* _PROBLEM TO WORK ON_: Transcribe exactly the line containing "toilet bowl, that" and the remaining lines of the listing below, through the very last.

%%

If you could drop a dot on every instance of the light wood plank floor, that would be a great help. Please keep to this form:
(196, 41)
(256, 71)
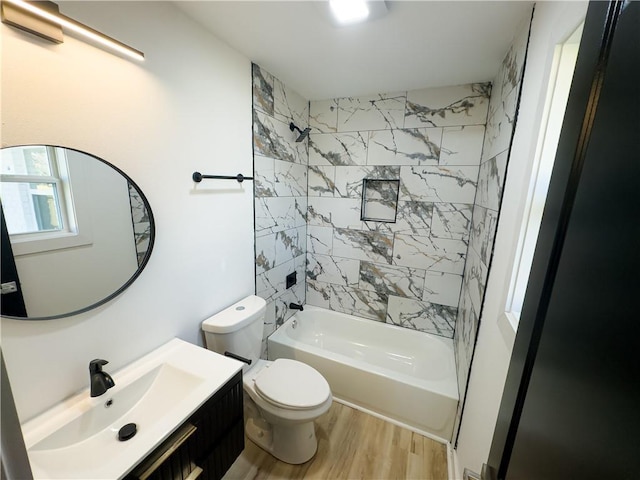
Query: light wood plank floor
(351, 445)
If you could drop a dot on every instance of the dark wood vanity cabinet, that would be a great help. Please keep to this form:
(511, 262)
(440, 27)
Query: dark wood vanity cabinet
(205, 445)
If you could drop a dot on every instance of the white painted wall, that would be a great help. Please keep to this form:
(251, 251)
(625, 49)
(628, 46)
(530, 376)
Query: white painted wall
(186, 108)
(553, 22)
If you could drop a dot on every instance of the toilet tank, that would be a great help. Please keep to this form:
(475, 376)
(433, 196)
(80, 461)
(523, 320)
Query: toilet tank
(237, 329)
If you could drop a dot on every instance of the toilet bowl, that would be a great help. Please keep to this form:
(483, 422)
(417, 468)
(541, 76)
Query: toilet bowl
(280, 421)
(282, 397)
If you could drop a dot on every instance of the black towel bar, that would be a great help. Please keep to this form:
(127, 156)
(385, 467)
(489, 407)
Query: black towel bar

%%

* _OUTPUT FOR THIS TASK_:
If you could drop a dot on every instance of the toilet bowl, that would be a great help. Please keep to this form:
(483, 422)
(417, 468)
(541, 76)
Query: toilet bowl
(280, 421)
(282, 397)
If you could drop a dot on every instance of the black towel bar, that would be a great help. Please keep to this form:
(127, 156)
(385, 467)
(489, 407)
Query: black towel bar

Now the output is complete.